What next for Irish unemployment policy?

Looking toward a more collaborative future


By Dr Tom Boland and Dr Ray Griffin

WUERC, Waterford Institute of Technology

Kindly funded through the IRC New Horizons Interdisciplinary Research Project Award


PTW has not worked

New thinking about welfare policy is now required. With unemployment back challenging historically lows, the early analysis of the Irish welfare reforms under the Pathway to Work (PTW) policy initiative suggest they have not worked as intended. All of this is happening just as the international consensus on Active Labour Market Policies (ALMPs) is breaking down. So, if we continue with PTW and ALMPS we will be doing so without an evidence base and such a foolhardy project would be either political-marketing or an ideological campaign against the poor.

Irish welfare policy was comprehensively changed under the 2011 PTW initiative- moving away from what had been criticised as a passive system, to one that embraced much of the ‘international best-practice’ of ALMPs. The measures included- a work-first approach with mandated engagement with the public employment service; measures aimed at ‘incentivising’ unemployed people to take up any job; incentives for employers to hire the unemployed; an emphasis and extension of sanctions to drive behavioural change;as well as the merger of the public employment service with the national training agency (FÁS) and the community welfare service formerly run by the health boards/HSE. Of these changes, perhaps the most superficial change was the rebranding of the new merged office- away from the authoritative 'Office of Social Protection' and nurturing FÁS brands to the more vacuous 'Intreo'.  For many users we encountered in the course of our research that transformation was the interpreted as the withdrawal of the promise of social protection.


PTW was introduced in 2011 after three years of dramatically rise in unemployment and intense international scrutiny of Irish welfare policies. In the politics of the day PTW framed asmeasures that would protect core payments. The system had been supporting 70,000 and 115,000 thousand people a year in the decade before the crash, most were frictionally unemployed individuals transitioning from one job or to another. Indeed, there was a remarkable low level of long-term unemployment- at one stage there was just 20,000 persons unemployed for over a year.


The PTW policy initiatives were an un-untanglable mix of political marketing for the domestic voter and attempts to impress foreign lenders - what David McWilliams termed the “good room” policies. Certainly in 2011, with unemployment cresting 16% active labour market policies sold well. Indeed there are few more memorable or distasteful political marketing campaigns in recent Irish history than “Welfare Cheats cheat us all”. With national unemployment rates at 5.6% (Feb,18) political attention is firmly focused on housing and health, and Ireland is back in the international good books.

Questions ▸
**a.** In the article on Irish unemployment policy, rewrite the passage starting with "By Dr Tom Boland" and going on through "against the poor.", changing "foolhardy" to "reckless".
**b.** List every measure that the article on Irish unemployment policy says was included in the 2011 Pathway to Work changes.
**c.** Pick up the article on Irish unemployment policy after its last sentence and keep writing.

Provided data ▸

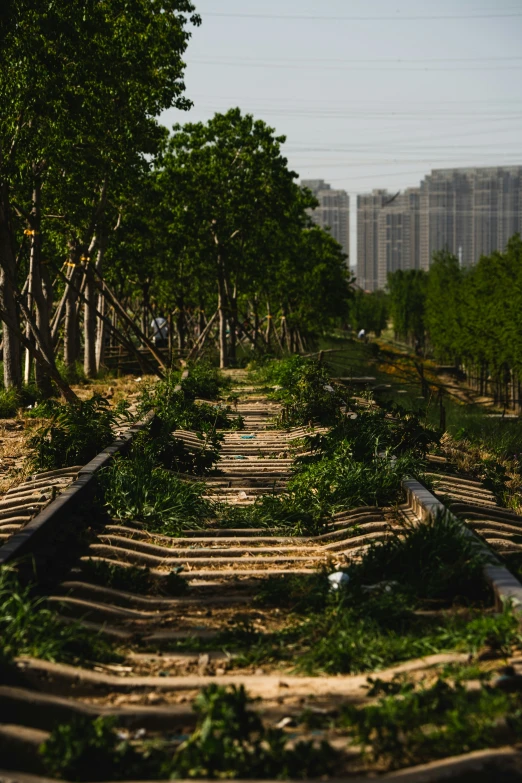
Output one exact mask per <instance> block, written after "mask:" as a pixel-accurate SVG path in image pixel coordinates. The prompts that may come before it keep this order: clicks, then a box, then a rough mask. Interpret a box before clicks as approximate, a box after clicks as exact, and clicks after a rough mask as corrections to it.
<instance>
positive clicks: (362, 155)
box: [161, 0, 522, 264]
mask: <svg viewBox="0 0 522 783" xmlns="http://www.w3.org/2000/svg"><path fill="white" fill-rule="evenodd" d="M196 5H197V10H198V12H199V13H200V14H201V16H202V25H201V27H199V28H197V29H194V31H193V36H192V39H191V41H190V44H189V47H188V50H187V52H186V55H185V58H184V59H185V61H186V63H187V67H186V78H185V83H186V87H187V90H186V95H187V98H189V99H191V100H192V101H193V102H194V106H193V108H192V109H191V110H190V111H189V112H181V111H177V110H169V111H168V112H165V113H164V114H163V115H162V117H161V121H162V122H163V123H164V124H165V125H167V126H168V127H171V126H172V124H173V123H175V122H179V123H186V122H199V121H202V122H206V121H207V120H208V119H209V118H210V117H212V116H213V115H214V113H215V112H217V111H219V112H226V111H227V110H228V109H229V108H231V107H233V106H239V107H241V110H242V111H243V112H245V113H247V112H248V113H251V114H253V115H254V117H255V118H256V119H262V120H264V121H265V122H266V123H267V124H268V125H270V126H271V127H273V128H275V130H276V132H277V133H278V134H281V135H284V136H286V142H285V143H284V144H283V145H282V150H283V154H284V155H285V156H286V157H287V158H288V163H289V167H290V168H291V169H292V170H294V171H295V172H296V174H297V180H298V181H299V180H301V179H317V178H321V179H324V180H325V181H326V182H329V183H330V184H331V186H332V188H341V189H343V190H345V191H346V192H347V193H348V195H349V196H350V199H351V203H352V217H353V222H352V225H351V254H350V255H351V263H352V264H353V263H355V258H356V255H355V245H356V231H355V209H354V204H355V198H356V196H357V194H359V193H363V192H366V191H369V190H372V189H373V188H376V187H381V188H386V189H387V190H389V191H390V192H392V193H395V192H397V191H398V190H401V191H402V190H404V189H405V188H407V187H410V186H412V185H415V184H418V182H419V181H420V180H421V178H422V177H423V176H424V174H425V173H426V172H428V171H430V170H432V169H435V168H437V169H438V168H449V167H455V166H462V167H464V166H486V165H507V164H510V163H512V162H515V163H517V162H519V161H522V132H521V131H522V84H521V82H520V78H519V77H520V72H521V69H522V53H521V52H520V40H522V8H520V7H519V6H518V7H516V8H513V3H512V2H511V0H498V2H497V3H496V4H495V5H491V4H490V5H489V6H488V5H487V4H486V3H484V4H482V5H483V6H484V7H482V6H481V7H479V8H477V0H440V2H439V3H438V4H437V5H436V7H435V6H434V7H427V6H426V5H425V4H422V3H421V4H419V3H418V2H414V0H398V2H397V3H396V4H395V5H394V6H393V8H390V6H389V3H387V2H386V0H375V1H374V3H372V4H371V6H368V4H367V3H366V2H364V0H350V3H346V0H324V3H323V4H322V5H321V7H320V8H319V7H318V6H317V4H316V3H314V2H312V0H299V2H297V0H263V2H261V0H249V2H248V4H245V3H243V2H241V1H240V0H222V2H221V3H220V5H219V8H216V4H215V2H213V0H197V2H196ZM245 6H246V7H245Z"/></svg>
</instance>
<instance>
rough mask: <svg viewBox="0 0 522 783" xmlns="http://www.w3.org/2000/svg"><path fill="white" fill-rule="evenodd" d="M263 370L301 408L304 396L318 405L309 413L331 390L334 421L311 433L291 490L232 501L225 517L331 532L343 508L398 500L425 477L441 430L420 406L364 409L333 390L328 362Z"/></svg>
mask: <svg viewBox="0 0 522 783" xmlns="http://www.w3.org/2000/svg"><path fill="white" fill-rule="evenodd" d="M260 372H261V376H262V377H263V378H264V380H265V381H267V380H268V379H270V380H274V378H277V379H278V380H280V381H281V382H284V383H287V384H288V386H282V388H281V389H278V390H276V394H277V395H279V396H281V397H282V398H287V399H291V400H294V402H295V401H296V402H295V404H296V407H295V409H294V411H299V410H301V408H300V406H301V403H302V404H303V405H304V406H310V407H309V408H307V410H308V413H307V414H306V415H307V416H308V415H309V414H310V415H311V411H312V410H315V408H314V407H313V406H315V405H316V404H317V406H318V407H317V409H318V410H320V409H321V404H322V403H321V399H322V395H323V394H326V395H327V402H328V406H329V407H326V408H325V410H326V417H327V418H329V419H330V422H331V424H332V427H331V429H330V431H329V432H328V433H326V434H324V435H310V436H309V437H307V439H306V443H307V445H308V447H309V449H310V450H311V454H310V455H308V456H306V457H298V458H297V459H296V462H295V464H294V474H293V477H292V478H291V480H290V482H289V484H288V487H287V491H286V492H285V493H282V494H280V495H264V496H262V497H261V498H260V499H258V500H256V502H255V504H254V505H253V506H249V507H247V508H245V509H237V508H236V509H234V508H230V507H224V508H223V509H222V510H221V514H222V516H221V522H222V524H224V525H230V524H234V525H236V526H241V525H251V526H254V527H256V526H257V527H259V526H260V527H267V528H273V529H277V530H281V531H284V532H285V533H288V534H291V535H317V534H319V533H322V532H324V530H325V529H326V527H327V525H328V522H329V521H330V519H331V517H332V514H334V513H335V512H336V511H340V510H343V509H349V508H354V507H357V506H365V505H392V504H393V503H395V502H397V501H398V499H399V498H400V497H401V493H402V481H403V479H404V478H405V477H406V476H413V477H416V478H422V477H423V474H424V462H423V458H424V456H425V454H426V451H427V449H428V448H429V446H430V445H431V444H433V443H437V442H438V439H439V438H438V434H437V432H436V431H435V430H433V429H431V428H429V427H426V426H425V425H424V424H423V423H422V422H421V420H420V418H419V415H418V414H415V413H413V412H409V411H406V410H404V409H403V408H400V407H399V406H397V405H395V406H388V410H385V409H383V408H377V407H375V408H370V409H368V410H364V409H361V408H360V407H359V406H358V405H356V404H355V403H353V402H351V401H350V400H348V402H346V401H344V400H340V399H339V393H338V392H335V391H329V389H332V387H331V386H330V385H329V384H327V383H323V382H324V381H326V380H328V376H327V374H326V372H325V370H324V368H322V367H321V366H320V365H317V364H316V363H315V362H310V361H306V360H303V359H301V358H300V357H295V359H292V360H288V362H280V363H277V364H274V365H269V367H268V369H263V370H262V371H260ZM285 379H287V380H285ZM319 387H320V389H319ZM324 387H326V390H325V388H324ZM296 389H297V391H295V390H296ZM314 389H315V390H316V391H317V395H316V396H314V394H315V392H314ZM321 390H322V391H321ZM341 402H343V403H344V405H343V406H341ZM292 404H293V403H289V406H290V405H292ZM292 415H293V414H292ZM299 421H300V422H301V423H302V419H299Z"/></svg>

Task results ▸
**a.**
By Dr Tom Boland and Dr Ray Griffin

WUERC, Waterford Institute of Technology

Kindly funded through the IRC New Horizons Interdisciplinary Research Project Award


PTW has not worked

New thinking about welfare policy is now required. With unemployment back challenging historically lows, the early analysis of the Irish welfare reforms under the Pathway to Work (PTW) policy initiative suggest they have not worked as intended. All of this is happening just as the international consensus on Active Labour Market Policies (ALMPs) is breaking down. So, if we continue with PTW and ALMPS we will be doing so without an evidence base and such a reckless project would be either political-marketing or an ideological campaign against the poor.

**b.**
- A work-first approach with mandated engagement with the public employment service
- Measures aimed at "incentivising" unemployed people to take up any job
- Incentives for employers to hire the unemployed
- An emphasis on and extension of sanctions to drive behavioral change
- The merger of the public employment service with the national training agency (FÁS) and the community welfare service formerly run by the health boards/HSE

**c.**
Back in 2011 an unusual consensus had emerged in international policy around ALMPs. They are a complex policy mix that have strong left, right and third way support- not unlike universal basic income garners now.

WUERC (Waterford Un/Employment Research Collaborative) ran an Irish Research Council futures welfare workshop just over a year ago and what was remarkable was how settled the policy prescription from Denmark, France, Germany, the UK and Ireland was- no longer was there three welfare paradigms of Scandi, Anglo-Saxon and Continental, they had morphed into one. Rights and responsibilities, work-first, activation, engagement, sanctions, outsourcing were all lashed together as the cure-all for unemployment. What was also striking was the collection of welfare academics were all reporting, to a greater or lesser extent on the failure of these policies.


The Evidence on ALMPs

Since then a significant body of work has emerged (of which we are a minor contributor to) that shows empirically that ALMPs do not work as advertised, are more an ideological programme than a set of evidence-based policy, are actively cruel to those subjected to them and are expensive. The ERSI, the research producers most closely associated with Irish ALMPs in a recent review of some of the PTW approaches murmured that the policy does not work, similar data has emerged more full-throatily from the Comptroller and Auditor General annual reports, and from the various researchers in Ireland who take an interest in unemployment and welfare- most notably- Michelle Millar, Michelle O’Sullivan, Stephen Gaphney, Mary Murphy, Fiona Dukelow and Kenny Doyle. Indeed most of these scholars have pointed out the larger health and economic cost of cutting holes in the social safety-net through unsympathetically mixing social protection with activation and conditionality.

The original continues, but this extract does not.